Point localization data

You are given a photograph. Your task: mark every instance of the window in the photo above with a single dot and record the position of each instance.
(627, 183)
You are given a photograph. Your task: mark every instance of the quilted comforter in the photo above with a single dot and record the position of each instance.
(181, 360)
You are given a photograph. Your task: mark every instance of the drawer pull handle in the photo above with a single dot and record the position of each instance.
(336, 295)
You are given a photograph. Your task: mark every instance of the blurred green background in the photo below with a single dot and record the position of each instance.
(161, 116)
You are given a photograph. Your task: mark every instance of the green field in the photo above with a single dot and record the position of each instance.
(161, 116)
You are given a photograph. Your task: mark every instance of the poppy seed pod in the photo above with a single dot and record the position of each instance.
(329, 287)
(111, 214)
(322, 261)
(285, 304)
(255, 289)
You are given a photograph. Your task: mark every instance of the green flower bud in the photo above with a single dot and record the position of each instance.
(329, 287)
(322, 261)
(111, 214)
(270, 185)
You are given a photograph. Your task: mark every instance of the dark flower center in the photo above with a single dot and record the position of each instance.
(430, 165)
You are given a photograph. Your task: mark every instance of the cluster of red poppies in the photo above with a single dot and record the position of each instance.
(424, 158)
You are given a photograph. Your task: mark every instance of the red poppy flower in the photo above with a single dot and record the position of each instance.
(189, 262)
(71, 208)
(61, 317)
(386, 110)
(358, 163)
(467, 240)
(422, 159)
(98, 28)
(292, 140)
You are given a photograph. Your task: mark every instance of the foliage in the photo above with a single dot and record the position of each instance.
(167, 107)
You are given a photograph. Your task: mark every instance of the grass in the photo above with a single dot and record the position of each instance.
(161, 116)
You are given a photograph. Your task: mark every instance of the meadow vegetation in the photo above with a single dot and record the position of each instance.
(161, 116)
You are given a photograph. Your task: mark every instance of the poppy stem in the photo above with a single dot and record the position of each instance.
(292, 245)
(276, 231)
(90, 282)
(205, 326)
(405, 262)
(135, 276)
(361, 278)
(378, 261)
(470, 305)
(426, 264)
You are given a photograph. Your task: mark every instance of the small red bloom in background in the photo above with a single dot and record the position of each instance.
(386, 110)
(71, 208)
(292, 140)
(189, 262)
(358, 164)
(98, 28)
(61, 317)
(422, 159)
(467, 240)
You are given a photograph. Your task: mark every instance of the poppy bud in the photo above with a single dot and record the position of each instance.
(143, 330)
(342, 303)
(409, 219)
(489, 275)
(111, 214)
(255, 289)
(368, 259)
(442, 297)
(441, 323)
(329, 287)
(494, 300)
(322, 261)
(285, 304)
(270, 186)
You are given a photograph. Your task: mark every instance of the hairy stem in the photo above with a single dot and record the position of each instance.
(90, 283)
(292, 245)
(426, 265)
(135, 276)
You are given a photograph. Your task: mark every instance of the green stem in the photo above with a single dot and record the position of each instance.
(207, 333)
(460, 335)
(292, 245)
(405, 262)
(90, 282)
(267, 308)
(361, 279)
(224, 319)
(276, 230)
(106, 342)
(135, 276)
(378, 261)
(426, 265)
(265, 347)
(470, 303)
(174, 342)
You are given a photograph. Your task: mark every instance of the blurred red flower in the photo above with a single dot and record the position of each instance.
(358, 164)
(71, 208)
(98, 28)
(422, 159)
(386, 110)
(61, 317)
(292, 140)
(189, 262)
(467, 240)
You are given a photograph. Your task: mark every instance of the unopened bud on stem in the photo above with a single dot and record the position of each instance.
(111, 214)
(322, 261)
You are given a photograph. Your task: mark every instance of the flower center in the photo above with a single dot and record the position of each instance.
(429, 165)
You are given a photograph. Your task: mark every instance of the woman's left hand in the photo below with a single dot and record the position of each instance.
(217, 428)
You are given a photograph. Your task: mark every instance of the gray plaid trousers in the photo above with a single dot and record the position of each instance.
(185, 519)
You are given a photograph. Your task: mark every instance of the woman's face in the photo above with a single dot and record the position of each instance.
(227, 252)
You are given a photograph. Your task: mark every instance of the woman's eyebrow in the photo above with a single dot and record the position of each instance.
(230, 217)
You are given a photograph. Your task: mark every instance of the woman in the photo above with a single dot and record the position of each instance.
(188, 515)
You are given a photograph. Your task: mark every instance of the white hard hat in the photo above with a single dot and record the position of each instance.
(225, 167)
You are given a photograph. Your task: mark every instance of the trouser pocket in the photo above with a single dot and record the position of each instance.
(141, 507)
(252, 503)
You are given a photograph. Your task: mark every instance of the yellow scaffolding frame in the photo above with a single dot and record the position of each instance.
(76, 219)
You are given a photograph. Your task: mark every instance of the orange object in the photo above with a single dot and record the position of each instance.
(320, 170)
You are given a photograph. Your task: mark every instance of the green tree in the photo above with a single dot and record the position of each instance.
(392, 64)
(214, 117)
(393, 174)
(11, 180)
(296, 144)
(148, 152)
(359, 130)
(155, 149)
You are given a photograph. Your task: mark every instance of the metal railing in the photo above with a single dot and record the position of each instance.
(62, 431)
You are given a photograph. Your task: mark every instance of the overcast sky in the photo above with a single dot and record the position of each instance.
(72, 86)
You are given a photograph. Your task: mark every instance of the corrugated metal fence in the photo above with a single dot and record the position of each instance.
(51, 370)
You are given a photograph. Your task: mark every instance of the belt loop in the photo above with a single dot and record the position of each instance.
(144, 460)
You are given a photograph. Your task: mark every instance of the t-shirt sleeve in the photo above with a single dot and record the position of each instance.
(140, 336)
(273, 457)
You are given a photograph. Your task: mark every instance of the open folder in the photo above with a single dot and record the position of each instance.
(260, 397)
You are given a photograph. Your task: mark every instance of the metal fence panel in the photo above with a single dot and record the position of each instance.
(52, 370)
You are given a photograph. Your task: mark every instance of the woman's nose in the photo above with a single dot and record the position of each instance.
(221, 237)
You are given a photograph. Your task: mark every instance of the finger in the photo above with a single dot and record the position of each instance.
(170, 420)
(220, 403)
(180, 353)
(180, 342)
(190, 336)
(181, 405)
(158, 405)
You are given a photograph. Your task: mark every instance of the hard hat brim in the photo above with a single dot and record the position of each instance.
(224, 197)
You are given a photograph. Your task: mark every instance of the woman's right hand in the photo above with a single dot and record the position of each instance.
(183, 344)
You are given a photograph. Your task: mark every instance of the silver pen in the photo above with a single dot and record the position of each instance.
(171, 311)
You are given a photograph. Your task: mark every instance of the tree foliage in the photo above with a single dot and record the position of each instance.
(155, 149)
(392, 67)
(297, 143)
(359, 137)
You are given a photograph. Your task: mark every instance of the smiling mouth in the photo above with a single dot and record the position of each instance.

» **Task directions**: I need exact copies of the lines from the one holding "of the tree" through the end of the records above, and nothing beyond them.

» **Solved problem**:
You are given a photograph. Your task: mark every instance of the tree foliage in the photo above with a single dot and record the position of each instance.
(155, 149)
(392, 67)
(297, 143)
(359, 137)
You are given a photograph. Your task: mark every instance of the smiling mouth in the photo above with a single dot and record the position of each instance.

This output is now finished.